EXTRACT: Begin
Sequester’s Cuts – Where the Real Pain Would Be
The harshest impact will be on seniors who rely on federal
programs to keep fed, stay warm (or cool), perform basic tasks like dressing
and bathing, and keep in contact with the outside world.
Senior nutrition programs like Meals on Wheels face cuts
resulting in 18.6 million fewer congregate and home-delivered meals, according
to Amy Gotwals, senior director of public policy and advocacy at the National Association of Area
Agencies on Aging. Meanwhile, an estimated 400,000 households will be
severed from the Low Income Home Energy Assistance Program, which assists
low-income seniors and other households with their heating and cooling bills.
Other vital services administered by Area Agencies on Aging
will be cut, including rides to medical appointments or shopping trips, and
in-home support for daily chores like dressing, cleaning, or cooking.
“All of those programs are at very grave risk,”
Gotwals told Reverse Mortgage Daily. “Any ‘savings’ from the
sequester would pale in comparison to the added costs from premature nursing
home placement for seniors who can no longer remain in their homes and
communities; poorer nutrition and health consequences; increased falls and
other avoidable crises that put vulnerable seniors at risk.”
The $85 billion in cuts on March 1 is just the beginning.
Under the terms of the sequester, federal spending would be cut by $1.2
trillion from March 2013 to March 2021 in this same blunt fashion.
EXTRACT: End
RECORDS SUPPLIED: Begin
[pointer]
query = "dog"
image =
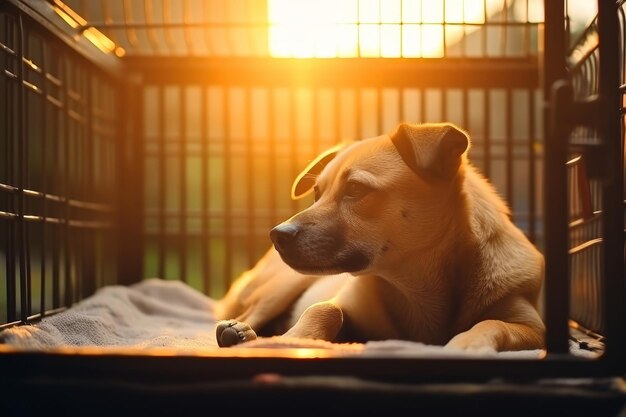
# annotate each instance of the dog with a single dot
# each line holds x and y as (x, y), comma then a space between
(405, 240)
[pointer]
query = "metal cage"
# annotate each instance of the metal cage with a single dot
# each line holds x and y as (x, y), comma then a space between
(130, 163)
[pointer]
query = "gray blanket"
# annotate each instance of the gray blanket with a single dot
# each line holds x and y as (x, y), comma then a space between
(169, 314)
RECORDS SUPPLIED: End
RECORDS SUPPLIED: Begin
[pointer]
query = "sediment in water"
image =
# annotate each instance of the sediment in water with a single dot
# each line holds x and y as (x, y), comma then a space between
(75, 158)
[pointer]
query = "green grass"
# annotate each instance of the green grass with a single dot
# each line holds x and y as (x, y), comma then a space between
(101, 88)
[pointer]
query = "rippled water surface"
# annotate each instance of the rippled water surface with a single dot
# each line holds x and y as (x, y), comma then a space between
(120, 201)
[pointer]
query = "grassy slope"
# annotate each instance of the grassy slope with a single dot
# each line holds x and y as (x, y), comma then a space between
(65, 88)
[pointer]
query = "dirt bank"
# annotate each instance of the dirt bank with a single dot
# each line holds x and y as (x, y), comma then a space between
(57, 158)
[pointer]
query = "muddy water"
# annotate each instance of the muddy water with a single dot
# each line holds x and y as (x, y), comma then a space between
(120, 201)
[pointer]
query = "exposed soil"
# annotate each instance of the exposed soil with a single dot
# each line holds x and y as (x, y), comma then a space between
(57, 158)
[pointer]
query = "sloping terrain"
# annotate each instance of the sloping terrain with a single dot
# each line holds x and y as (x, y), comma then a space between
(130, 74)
RECORDS SUPPLIED: End
RECORDS SUPPLIED: Begin
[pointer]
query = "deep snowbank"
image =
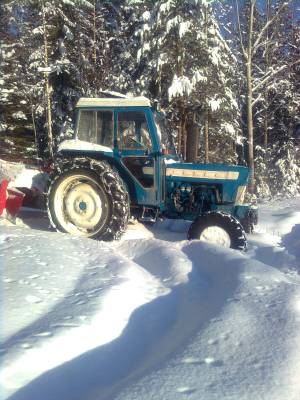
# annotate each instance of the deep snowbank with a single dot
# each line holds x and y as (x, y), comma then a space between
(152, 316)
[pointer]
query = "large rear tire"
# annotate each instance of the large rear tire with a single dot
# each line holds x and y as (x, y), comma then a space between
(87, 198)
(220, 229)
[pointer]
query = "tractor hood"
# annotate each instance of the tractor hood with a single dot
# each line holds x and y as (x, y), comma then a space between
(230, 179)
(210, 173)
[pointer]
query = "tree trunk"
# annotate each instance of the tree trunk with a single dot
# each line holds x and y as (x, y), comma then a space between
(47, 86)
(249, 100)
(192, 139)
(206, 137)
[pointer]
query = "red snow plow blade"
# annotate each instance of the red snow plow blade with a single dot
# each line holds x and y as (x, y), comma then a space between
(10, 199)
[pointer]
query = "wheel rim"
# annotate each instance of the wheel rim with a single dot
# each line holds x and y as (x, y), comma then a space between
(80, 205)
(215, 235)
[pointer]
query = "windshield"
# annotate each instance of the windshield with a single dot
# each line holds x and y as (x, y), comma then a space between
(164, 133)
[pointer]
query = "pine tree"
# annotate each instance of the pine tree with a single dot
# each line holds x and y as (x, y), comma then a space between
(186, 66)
RECORDS SUPPLIED: End
• _LIST OF TASKS_
1. Write out the stretch of the article on sequester cuts from "Sequester’s Cuts –" through "cleaning, or cooking.".
2. For each statement, say yes or no according to the article on sequester cuts, and quote the words that decide it. (a) Cuts to senior nutrition programs would mean 18.6 million fewer meals. (b) An estimated 400,000 households would be added to the Low Income Home Energy Assistance Program. (c) Under the sequester, federal spending would be cut by $1.2 trillion from March 2013 to March 2021.
The records have nothing to do with the article on sequester cuts.

• _REPLIES_
1.
Sequester’s Cuts – Where the Real Pain Would Be
The harshest impact will be on seniors who rely on federal
programs to keep fed, stay warm (or cool), perform basic tasks like dressing
and bathing, and keep in contact with the outside world.
Senior nutrition programs like Meals on Wheels face cuts
resulting in 18.6 million fewer congregate and home-delivered meals, according
to Amy Gotwals, senior director of public policy and advocacy at the National Association of Area
Agencies on Aging. Meanwhile, an estimated 400,000 households will be
severed from the Low Income Home Energy Assistance Program, which assists
low-income seniors and other households with their heating and cooling bills.
Other vital services administered by Area Agencies on Aging
will be cut, including rides to medical appointments or shopping trips, and
in-home support for daily chores like dressing, cleaning, or cooking.

2.
(a) Yes: "resulting in 18.6 million fewer congregate and home-delivered meals"
(b) No: "an estimated 400,000 households will be severed from the Low Income Home Energy Assistance Program"
(c) Yes: "federal spending would be cut by $1.2 trillion from March 2013 to March 2021"